**Directions for this task:** Working from the line that contains "Place one keypoint on each instance of the green door" down to the last line below, repeat each line exactly.

------ Supplied material

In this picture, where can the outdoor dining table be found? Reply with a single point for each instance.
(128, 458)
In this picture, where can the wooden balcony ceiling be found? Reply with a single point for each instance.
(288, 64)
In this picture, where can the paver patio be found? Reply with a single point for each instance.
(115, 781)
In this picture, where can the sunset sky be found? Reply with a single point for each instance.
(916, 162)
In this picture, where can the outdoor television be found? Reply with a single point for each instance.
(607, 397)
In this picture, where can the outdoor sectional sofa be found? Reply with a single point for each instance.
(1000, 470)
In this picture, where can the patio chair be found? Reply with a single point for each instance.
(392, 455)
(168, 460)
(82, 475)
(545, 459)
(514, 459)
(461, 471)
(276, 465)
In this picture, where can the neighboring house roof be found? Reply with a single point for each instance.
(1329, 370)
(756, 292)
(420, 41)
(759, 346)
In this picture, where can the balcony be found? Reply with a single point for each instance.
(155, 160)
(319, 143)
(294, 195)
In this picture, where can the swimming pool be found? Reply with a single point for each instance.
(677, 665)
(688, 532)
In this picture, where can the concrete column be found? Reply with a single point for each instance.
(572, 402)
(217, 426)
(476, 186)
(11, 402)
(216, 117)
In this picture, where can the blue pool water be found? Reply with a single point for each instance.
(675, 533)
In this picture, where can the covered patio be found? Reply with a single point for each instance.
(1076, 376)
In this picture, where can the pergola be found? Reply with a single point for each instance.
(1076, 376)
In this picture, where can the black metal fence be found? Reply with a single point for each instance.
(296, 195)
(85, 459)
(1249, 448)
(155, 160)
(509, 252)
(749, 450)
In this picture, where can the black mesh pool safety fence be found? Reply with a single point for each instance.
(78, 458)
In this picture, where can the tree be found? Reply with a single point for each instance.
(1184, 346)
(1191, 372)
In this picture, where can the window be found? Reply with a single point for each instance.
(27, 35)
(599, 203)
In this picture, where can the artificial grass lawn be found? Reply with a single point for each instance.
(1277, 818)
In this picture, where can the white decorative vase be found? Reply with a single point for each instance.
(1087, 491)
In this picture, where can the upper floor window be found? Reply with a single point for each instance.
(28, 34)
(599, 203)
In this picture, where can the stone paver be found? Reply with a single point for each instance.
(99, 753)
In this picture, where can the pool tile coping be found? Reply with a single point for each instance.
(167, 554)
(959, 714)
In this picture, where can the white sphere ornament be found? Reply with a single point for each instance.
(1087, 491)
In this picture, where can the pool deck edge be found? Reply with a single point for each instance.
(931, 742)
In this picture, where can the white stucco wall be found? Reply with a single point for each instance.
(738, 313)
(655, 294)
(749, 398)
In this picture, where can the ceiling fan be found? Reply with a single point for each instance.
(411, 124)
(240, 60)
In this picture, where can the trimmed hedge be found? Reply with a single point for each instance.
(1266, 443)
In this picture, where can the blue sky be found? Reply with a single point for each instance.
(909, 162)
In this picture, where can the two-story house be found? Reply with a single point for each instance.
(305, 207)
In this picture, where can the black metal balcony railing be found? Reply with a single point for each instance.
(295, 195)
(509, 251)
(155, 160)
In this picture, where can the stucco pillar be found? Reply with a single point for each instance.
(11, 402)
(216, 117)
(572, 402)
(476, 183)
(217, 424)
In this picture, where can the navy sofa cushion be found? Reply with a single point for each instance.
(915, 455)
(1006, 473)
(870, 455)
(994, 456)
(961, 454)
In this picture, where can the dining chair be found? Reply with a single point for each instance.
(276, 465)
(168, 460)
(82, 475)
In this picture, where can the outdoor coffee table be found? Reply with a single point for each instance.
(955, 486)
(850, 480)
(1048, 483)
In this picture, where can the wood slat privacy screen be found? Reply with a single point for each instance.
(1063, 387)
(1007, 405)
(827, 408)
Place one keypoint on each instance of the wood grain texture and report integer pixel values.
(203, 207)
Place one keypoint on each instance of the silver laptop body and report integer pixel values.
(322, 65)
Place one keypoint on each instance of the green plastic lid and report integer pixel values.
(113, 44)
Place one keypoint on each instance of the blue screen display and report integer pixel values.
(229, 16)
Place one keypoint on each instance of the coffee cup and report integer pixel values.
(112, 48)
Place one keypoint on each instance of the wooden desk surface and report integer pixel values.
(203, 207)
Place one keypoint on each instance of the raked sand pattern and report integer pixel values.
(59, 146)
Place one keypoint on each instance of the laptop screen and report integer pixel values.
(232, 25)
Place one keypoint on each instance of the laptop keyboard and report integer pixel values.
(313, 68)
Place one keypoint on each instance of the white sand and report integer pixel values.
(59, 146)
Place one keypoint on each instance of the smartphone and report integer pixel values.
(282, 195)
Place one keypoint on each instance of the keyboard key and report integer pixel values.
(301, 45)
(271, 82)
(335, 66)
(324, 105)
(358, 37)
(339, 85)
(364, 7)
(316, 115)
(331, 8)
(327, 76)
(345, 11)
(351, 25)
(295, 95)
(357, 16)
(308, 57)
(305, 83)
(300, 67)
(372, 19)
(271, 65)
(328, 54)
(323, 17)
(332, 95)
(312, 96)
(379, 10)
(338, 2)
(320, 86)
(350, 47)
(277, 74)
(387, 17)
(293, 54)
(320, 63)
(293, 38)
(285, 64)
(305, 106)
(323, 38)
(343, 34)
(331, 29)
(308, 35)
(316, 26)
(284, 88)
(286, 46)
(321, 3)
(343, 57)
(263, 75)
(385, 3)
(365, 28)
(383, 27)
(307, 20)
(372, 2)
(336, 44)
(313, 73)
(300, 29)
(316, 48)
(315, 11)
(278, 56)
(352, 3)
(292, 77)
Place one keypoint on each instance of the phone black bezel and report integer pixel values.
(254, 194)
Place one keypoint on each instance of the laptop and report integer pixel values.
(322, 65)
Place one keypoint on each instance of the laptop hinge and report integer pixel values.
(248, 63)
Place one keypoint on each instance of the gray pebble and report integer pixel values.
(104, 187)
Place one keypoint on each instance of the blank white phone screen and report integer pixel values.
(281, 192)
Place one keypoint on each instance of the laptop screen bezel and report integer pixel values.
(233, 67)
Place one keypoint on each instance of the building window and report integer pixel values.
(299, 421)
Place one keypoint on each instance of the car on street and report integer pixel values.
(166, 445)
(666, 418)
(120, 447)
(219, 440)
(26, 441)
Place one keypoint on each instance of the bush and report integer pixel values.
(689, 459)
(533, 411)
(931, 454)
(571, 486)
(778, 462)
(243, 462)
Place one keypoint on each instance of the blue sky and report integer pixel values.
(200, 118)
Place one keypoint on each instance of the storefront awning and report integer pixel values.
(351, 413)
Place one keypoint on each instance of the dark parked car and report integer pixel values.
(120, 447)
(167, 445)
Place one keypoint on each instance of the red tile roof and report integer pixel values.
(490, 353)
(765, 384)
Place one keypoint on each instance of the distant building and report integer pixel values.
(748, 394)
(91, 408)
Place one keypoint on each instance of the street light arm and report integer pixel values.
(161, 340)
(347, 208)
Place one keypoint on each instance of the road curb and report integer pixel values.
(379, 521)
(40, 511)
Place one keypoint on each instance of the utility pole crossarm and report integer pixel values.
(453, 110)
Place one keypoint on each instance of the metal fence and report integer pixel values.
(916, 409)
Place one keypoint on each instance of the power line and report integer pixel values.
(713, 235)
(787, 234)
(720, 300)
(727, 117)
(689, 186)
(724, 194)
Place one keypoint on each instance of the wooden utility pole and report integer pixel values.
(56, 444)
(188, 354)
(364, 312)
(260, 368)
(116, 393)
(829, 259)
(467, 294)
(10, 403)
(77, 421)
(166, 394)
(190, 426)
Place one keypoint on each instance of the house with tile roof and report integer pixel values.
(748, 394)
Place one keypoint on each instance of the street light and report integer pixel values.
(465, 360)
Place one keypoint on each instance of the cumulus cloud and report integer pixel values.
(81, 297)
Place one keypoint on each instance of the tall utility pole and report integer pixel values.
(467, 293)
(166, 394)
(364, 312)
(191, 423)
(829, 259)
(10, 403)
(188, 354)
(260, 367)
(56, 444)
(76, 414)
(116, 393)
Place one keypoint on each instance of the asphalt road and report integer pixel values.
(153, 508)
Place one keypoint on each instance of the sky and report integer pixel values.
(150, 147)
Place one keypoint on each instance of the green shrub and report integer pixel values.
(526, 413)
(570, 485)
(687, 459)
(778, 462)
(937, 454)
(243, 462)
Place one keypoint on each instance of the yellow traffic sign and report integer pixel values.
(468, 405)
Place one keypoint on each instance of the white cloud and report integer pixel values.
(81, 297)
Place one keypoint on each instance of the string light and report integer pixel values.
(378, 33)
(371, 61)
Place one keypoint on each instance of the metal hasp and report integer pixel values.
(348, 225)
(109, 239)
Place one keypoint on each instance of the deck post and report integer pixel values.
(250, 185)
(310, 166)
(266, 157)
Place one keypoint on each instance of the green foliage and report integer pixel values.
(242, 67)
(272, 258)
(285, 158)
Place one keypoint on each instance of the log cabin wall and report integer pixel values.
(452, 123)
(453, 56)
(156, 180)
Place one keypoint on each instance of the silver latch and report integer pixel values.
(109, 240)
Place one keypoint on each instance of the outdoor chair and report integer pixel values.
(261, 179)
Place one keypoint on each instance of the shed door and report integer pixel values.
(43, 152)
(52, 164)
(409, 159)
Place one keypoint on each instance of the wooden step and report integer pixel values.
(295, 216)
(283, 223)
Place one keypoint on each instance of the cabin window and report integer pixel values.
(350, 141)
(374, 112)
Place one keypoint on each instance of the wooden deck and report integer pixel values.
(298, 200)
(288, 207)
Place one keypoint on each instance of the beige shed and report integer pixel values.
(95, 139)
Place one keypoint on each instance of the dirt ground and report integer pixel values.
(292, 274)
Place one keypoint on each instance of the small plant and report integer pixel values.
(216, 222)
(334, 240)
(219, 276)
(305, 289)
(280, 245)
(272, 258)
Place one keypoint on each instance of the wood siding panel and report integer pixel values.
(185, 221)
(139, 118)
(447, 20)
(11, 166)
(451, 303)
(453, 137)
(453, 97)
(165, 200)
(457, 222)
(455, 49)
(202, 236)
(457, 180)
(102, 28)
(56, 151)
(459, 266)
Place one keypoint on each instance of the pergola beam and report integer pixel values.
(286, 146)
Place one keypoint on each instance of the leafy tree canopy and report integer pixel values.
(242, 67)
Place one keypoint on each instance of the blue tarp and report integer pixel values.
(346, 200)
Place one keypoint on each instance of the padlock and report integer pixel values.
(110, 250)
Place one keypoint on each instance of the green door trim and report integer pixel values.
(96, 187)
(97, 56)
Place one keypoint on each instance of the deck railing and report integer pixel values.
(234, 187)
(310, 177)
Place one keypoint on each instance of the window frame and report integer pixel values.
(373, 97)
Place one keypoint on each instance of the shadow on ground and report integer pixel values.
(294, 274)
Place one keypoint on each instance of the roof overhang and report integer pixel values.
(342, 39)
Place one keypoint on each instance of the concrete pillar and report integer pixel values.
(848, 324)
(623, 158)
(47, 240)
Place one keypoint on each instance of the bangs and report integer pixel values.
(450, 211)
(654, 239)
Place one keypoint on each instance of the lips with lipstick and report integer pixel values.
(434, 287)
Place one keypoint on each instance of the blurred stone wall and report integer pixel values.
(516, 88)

------------

**Output below:**
Place one keypoint on each instance of the green door trim and report integer pixel values.
(96, 187)
(97, 56)
Place one keypoint on each instance of the deck railing and report integer pixel values.
(234, 187)
(310, 177)
Place one keypoint on each instance of the window frame and report integer pixel values.
(373, 97)
Place one keypoint on each instance of the shadow on ground and report integer pixel values.
(294, 274)
Place one keypoint on each instance of the roof overhang and report integer pixel values.
(342, 39)
Place one keypoint on each instance of the concrete pillar and report integer pixel values.
(848, 324)
(623, 158)
(47, 240)
Place one keypoint on each instance of the bangs and report integer pixel values.
(450, 211)
(654, 239)
Place one keypoint on each instance of the lips with lipstick and report integer pixel values.
(434, 287)
Place one keypoint on each instance of the blurred stone wall and report integer pixel values.
(516, 88)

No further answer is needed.